[Stored data entries]
Segment Open

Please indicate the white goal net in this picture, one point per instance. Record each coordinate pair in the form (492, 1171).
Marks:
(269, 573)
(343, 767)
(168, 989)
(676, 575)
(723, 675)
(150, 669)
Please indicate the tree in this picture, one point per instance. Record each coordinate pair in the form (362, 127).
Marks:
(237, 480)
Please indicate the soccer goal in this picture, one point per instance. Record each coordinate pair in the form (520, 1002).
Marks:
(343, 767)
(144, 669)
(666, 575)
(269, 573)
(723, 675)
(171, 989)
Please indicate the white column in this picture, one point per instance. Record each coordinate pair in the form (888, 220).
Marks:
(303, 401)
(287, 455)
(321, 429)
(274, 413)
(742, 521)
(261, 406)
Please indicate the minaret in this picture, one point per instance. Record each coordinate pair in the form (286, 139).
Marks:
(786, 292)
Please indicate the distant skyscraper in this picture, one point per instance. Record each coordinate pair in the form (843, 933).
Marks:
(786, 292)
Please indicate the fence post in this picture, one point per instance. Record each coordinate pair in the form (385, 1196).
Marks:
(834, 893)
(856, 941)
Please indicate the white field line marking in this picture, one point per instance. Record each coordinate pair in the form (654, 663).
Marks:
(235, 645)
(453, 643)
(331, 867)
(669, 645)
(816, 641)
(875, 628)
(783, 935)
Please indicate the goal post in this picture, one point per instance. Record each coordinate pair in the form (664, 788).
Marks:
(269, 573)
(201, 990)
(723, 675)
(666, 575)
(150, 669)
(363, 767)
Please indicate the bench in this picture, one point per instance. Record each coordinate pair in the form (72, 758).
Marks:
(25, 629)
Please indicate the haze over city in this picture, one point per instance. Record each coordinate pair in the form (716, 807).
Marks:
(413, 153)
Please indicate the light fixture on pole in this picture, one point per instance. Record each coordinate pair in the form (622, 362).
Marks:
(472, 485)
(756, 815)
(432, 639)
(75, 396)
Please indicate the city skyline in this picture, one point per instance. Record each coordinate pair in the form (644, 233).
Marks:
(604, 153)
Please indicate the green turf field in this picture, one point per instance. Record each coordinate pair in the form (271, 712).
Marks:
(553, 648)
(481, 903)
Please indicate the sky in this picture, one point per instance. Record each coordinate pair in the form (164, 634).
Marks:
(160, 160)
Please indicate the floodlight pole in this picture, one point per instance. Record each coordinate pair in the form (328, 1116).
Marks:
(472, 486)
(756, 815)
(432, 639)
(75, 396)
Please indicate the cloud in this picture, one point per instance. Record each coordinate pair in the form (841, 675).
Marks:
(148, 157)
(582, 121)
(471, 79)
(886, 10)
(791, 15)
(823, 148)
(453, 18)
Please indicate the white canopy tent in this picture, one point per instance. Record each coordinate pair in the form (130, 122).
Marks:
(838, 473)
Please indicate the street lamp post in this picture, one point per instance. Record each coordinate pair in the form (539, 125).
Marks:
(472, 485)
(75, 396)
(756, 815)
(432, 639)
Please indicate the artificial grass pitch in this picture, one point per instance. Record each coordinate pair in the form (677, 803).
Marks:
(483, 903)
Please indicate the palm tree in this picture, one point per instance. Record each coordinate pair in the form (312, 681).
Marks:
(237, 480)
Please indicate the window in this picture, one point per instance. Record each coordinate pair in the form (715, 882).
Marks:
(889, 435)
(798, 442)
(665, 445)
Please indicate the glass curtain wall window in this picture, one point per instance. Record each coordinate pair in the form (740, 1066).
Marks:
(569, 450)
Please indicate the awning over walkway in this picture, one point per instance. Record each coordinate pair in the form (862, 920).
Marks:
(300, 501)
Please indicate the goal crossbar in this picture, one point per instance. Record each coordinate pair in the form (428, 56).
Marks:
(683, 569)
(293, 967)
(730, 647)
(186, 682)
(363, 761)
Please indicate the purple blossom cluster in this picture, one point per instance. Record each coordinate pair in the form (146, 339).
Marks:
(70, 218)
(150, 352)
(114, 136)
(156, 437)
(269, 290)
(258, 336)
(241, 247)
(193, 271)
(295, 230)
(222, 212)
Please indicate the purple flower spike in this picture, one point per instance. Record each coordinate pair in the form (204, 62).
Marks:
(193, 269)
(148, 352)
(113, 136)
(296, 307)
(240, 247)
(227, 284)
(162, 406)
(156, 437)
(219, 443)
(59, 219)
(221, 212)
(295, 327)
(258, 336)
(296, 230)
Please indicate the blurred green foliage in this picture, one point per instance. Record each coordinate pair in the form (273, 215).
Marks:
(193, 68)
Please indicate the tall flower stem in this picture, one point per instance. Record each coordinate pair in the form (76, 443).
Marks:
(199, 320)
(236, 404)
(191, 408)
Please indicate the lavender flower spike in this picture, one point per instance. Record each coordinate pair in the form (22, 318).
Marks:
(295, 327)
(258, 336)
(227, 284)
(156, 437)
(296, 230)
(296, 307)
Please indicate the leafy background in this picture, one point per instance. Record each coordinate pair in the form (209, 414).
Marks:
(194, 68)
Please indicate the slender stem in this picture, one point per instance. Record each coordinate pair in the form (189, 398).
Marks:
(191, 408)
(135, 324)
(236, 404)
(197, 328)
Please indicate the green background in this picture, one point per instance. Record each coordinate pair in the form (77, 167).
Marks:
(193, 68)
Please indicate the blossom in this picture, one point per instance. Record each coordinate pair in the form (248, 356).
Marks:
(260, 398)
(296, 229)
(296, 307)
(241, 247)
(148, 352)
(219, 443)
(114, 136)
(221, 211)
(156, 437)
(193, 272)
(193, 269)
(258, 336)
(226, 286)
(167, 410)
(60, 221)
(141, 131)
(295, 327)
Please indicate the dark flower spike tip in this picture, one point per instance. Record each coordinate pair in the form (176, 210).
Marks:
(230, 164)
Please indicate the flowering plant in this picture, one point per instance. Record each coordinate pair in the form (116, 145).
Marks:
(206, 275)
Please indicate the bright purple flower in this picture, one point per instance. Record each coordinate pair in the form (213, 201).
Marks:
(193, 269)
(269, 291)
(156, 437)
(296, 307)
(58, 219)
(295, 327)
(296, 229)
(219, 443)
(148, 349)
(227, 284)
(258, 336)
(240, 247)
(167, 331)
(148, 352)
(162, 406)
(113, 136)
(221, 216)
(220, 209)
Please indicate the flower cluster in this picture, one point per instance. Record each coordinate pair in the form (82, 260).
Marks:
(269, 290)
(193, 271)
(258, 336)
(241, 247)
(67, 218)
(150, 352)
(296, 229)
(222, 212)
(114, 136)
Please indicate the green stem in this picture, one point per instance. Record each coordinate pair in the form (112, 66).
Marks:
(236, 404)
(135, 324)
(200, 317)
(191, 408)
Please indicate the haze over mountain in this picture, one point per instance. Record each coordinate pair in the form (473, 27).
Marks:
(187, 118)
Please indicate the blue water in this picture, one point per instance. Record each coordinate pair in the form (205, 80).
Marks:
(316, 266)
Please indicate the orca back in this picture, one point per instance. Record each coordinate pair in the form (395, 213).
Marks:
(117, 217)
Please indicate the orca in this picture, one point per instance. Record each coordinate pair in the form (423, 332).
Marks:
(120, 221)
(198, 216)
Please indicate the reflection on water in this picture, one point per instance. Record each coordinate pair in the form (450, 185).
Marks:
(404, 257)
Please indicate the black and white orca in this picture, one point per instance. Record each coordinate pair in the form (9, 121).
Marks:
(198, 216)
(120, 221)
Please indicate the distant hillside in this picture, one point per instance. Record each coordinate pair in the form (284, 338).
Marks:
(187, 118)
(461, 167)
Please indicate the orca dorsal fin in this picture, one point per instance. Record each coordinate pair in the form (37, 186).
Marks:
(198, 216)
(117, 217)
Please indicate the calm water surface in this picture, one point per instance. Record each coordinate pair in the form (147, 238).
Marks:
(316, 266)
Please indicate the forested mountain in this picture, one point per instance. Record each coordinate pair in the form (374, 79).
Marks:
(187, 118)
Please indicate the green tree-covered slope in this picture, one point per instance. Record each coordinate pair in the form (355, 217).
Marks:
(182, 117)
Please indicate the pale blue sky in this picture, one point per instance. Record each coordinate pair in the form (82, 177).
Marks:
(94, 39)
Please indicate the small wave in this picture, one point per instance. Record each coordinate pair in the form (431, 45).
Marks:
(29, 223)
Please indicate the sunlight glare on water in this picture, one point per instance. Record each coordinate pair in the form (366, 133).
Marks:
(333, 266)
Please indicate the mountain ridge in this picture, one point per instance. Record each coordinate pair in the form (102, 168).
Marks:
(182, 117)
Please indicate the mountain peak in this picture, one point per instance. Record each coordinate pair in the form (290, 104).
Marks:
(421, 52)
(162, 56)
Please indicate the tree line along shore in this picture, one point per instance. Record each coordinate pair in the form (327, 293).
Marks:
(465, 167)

Segment Closed
Segment Open

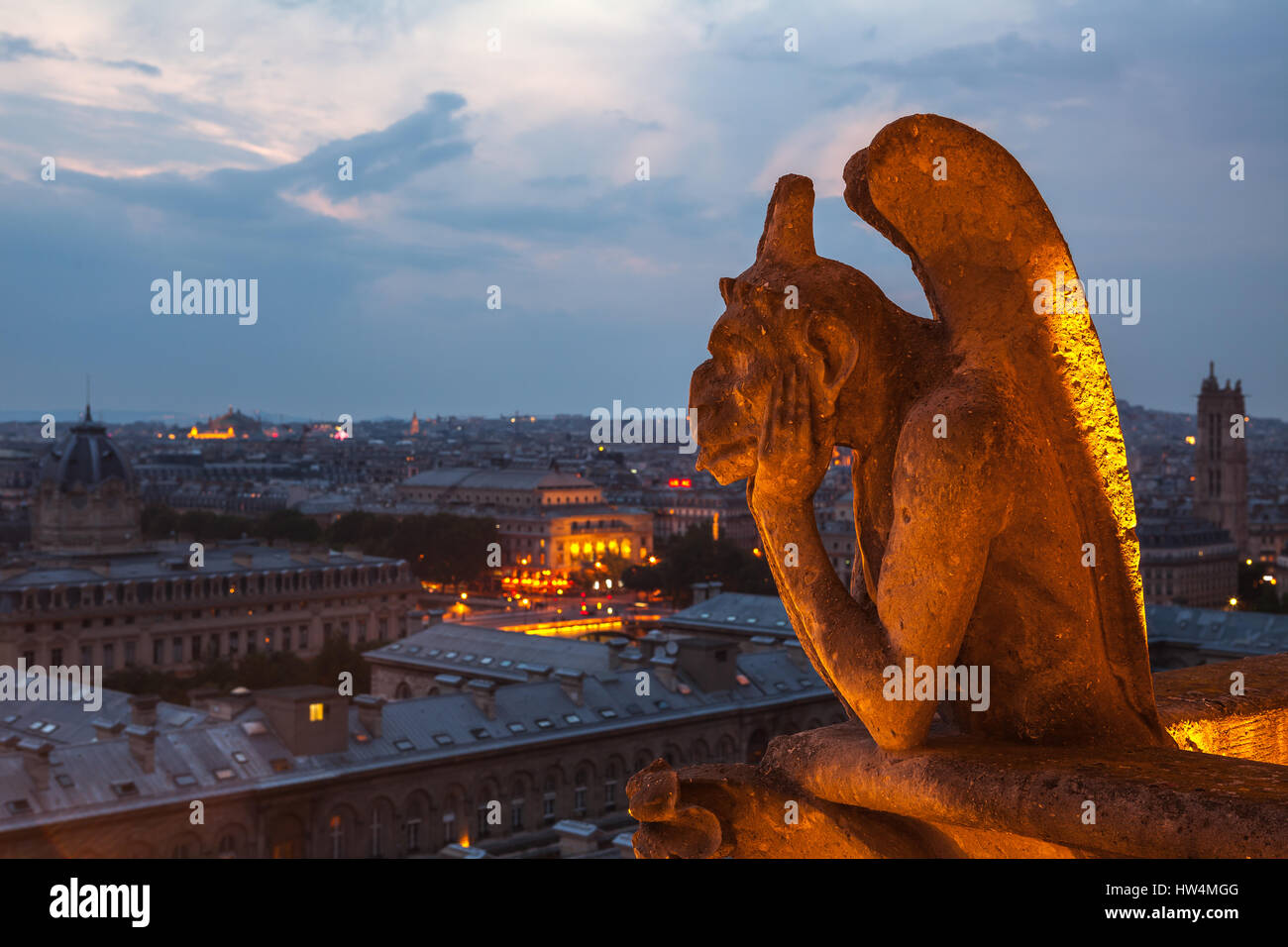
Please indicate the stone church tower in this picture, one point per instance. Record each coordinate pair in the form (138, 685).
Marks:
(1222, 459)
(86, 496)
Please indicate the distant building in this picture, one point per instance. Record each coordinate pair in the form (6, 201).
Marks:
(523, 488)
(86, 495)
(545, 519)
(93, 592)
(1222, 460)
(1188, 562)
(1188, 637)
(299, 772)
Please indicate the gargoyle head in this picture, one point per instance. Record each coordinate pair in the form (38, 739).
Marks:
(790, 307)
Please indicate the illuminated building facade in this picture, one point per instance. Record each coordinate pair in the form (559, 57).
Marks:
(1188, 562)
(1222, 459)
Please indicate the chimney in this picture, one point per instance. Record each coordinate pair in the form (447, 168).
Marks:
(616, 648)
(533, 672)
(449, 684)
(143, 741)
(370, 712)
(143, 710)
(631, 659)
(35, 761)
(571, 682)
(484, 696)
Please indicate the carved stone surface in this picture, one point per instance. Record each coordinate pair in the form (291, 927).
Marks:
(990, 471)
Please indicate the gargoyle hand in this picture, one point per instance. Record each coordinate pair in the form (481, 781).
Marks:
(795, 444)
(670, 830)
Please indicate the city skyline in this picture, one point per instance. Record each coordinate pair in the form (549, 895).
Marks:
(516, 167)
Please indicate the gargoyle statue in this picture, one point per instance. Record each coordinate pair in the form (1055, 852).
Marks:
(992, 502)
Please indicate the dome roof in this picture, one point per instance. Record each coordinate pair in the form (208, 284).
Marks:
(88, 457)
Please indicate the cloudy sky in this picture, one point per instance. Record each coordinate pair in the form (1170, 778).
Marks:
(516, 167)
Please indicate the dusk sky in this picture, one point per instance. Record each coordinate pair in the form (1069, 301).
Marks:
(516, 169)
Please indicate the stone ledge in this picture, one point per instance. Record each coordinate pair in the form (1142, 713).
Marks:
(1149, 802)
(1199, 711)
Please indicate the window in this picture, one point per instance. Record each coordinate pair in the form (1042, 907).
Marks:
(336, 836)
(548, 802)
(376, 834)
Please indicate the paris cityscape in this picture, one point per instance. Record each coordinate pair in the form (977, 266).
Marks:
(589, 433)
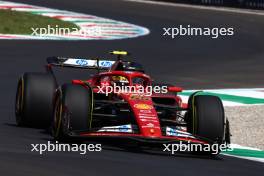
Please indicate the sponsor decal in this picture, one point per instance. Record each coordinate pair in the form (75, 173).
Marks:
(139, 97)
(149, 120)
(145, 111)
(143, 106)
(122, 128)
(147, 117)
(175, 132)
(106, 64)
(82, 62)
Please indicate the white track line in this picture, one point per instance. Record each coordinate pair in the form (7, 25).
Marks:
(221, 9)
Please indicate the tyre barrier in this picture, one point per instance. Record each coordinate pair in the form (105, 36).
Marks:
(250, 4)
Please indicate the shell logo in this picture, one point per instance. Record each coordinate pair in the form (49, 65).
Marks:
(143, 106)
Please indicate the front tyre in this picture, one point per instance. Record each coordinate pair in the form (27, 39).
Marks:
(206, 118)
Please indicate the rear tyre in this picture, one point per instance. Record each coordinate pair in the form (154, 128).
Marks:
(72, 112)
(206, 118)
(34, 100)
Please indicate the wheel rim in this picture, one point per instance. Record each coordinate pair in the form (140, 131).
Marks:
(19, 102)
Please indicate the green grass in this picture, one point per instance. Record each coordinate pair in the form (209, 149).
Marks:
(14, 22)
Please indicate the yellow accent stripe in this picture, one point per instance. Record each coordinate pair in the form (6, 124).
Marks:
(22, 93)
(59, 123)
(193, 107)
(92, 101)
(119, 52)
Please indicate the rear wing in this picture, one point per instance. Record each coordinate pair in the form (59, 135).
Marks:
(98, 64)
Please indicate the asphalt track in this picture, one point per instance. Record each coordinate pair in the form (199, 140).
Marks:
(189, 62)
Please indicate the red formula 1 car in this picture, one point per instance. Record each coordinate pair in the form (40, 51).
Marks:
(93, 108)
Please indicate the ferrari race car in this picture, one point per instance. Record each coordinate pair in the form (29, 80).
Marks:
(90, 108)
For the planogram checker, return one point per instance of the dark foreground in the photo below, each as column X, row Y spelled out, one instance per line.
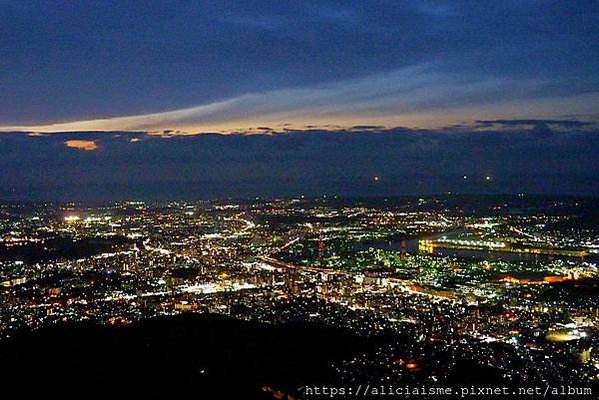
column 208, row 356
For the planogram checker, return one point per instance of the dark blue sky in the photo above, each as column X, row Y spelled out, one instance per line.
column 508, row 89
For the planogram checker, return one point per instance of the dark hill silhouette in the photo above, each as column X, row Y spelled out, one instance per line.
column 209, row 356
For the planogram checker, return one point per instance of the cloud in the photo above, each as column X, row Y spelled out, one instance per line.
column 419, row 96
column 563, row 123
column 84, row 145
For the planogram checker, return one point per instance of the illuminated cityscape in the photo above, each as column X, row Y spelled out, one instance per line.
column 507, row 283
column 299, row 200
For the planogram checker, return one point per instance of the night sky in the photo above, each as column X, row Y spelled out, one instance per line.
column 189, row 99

Segment Closed
Segment Open

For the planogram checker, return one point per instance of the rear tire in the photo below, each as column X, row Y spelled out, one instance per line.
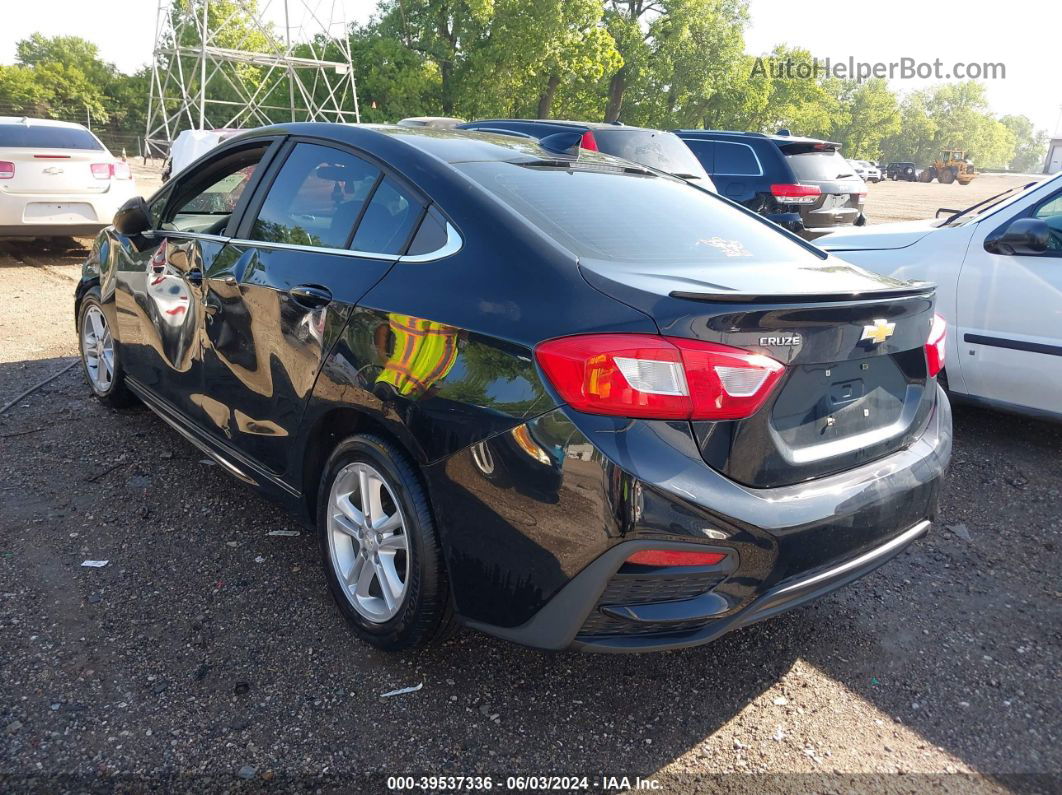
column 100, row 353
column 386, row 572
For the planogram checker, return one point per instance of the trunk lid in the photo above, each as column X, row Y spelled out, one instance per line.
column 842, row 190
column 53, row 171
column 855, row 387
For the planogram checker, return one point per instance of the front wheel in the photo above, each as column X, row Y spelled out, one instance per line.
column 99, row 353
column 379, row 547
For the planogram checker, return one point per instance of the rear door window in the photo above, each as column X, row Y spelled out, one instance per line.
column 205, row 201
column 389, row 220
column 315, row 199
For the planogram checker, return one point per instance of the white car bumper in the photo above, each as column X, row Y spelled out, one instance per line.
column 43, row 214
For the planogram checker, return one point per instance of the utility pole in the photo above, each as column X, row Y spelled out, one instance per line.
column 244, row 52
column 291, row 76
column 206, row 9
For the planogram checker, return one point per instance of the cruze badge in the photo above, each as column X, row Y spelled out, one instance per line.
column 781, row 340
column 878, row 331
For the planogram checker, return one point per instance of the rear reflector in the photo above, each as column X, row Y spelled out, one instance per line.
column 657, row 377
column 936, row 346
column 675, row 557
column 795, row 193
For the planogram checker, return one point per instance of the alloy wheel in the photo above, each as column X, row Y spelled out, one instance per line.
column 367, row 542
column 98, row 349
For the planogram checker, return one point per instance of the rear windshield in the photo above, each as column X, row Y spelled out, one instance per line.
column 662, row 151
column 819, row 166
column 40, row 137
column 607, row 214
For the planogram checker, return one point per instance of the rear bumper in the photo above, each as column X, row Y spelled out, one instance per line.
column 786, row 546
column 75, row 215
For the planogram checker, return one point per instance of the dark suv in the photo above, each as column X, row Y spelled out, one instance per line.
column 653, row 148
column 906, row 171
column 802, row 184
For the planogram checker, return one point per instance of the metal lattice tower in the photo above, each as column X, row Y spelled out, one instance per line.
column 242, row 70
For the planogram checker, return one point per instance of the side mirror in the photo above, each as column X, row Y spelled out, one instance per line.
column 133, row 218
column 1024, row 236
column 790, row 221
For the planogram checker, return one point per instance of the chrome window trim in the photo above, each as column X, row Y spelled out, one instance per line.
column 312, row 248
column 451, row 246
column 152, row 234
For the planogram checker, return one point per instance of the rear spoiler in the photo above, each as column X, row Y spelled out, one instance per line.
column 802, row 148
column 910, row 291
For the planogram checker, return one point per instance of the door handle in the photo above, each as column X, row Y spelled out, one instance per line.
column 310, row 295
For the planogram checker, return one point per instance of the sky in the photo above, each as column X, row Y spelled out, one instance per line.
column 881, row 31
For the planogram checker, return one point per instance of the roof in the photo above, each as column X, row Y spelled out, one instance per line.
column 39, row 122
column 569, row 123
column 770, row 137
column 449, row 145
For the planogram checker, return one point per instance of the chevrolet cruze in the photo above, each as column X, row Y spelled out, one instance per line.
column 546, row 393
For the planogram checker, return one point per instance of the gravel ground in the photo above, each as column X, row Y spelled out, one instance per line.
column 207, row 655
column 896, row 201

Segment Closed

Work item »
Among the entries, copy every line containing the word "skyline".

Exercise solution »
Please indicate the city skyline in this picture, one point per instance. Record each coordinate pair in the form (644, 233).
Please indicate the city skyline in this picture, one point per instance. Record each coordinate pair in the form (549, 895).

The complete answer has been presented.